▸ **TASK INSTRUCTIONS**
1/ Retype the case summary from "In the case" to "of suitable alternative employment.".
2/ In the case summary, what job was Mrs Readman ultimately employed in?

▸ **GIVEN TEXT**
======

In the case of Readman v Devon PCT, Mrs Readman worked for the respondent PCT from 1985 to 2008 in community based nursing. She was ultimately employed as a community based modern matron. In November 2007, she was placed at risk of redundancy and was offered three alternative roles, one as a modern matron working in a small community hospital. She refused this on the basis that she had been working in community nursing roles for over 20 years and had no desire to return to a hospital setting. Her refusal was also against a background of a desire to emigrate to Canada, and in the interim she was offered a job in Canada. She was made redundant in November 2008 and emigrated to Canada in 2009. The respondent refused to pay a redundancy payment, asserting that Mrs Readman’s refusal was an unreasonable rejection of suitable alternative employment.
This case has now been heard by the Court of Appeal. By way of background, the employment tribunal had concluded that Mrs Readman wanted to move to Canada, the modern matron role was practically identical to Mrs Readman’s previous job, and therefore constituted suitable alternative employment. They found that she had unreasonably refused this offer and no redundancy payment was payable. The Employment Appeal Tribunal (EAT) overturned this. They found that the tribunal had failed to apply the correct test in considering whether Mrs Readman’s refusal of the alternative role was reasonable or not. In particular, the EAT criticised the finding that Mrs Readman had rejected the role because she wanted to move to Canada and found that the rejection of the role was sound and justifiable.

======

▸ **SUPPLIED DATA**
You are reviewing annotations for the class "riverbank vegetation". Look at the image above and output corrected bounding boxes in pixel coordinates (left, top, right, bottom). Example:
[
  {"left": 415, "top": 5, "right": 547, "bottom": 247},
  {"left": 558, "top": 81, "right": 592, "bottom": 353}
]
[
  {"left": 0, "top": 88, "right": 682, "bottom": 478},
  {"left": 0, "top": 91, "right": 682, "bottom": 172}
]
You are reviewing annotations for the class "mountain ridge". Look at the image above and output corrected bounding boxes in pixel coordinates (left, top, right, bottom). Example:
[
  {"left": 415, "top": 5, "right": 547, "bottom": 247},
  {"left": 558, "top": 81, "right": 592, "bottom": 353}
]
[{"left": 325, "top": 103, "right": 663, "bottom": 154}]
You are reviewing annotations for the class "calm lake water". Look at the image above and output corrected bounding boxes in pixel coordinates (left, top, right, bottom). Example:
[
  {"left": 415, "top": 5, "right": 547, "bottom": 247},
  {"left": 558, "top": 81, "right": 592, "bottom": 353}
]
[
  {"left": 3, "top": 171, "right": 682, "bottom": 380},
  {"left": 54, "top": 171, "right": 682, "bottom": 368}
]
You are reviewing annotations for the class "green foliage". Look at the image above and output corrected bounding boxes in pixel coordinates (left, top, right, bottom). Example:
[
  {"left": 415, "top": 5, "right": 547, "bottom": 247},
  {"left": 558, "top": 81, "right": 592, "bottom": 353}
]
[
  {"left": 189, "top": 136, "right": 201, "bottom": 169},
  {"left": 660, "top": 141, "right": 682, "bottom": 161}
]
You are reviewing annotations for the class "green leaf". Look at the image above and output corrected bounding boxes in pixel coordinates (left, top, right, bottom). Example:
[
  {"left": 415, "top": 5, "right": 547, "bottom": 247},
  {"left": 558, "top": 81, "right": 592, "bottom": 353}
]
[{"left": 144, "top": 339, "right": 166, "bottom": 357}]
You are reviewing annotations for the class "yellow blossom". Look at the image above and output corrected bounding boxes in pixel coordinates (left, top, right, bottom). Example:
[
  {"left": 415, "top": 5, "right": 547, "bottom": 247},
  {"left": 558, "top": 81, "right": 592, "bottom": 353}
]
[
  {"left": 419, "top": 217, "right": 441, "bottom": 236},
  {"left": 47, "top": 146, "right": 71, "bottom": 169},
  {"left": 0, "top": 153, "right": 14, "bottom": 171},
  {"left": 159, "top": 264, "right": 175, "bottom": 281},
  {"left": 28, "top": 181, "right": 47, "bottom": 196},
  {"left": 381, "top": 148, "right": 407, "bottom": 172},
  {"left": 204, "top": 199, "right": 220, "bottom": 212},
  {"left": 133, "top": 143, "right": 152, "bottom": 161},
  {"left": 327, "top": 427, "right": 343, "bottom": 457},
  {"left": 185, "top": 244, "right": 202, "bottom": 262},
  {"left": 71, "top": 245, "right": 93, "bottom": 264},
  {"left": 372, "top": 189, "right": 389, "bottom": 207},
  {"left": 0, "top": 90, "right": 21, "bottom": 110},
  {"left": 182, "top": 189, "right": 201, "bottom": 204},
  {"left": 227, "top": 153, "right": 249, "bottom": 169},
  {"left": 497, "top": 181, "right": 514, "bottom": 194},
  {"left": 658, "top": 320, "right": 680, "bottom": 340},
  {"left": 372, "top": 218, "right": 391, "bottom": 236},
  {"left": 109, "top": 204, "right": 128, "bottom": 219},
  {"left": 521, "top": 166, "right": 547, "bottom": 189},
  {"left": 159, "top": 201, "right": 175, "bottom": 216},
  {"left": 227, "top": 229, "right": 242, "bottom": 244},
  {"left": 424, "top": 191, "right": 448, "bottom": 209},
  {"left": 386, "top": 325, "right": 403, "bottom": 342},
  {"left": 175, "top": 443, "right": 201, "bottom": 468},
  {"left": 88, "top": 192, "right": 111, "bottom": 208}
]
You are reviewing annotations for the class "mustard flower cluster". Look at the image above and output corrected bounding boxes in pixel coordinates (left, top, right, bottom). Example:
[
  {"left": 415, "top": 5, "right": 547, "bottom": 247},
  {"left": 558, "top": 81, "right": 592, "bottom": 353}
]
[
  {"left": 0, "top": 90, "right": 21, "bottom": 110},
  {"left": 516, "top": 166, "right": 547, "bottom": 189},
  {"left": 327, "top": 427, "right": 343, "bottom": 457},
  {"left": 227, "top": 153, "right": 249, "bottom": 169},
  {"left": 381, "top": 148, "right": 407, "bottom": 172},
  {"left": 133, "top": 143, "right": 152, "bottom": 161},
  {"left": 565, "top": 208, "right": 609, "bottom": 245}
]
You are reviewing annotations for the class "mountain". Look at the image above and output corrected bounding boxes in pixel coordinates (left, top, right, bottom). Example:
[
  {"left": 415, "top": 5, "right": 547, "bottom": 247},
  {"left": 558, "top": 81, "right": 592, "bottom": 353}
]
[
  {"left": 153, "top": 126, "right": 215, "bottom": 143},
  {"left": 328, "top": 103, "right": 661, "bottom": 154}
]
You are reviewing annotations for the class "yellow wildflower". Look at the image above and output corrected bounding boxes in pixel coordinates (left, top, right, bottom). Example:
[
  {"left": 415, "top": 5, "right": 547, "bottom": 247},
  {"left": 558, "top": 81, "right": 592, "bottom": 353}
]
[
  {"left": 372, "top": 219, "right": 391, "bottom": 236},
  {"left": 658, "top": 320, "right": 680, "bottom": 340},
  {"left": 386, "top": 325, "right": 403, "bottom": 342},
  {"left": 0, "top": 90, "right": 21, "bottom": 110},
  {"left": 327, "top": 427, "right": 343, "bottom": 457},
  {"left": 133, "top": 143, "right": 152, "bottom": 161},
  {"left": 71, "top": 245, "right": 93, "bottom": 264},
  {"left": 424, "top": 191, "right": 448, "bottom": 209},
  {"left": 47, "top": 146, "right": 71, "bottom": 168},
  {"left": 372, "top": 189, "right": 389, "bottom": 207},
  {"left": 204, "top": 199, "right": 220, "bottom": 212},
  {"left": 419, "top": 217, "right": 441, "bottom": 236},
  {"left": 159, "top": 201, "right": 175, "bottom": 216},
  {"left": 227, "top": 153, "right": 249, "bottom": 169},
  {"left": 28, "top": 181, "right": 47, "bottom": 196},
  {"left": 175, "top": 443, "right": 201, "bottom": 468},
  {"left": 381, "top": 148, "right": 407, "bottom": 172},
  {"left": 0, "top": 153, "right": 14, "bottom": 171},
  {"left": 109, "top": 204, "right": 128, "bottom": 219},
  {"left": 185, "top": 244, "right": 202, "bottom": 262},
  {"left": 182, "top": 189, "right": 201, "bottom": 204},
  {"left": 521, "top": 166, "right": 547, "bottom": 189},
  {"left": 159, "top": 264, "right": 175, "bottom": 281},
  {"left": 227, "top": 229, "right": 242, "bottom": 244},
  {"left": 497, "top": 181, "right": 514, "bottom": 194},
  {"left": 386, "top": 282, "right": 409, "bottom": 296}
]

======

▸ **ANSWERS TO EACH TASK**
1/
In the case of Readman v Devon PCT, Mrs Readman worked for the respondent PCT from 1985 to 2008 in community based nursing. She was ultimately employed as a community based modern matron. In November 2007, she was placed at risk of redundancy and was offered three alternative roles, one as a modern matron working in a small community hospital. She refused this on the basis that she had been working in community nursing roles for over 20 years and had no desire to return to a hospital setting. Her refusal was also against a background of a desire to emigrate to Canada, and in the interim she was offered a job in Canada. She was made redundant in November 2008 and emigrated to Canada in 2009. The respondent refused to pay a redundancy payment, asserting that Mrs Readman’s refusal was an unreasonable rejection of suitable alternative employment.

2/ She was a community based modern matron.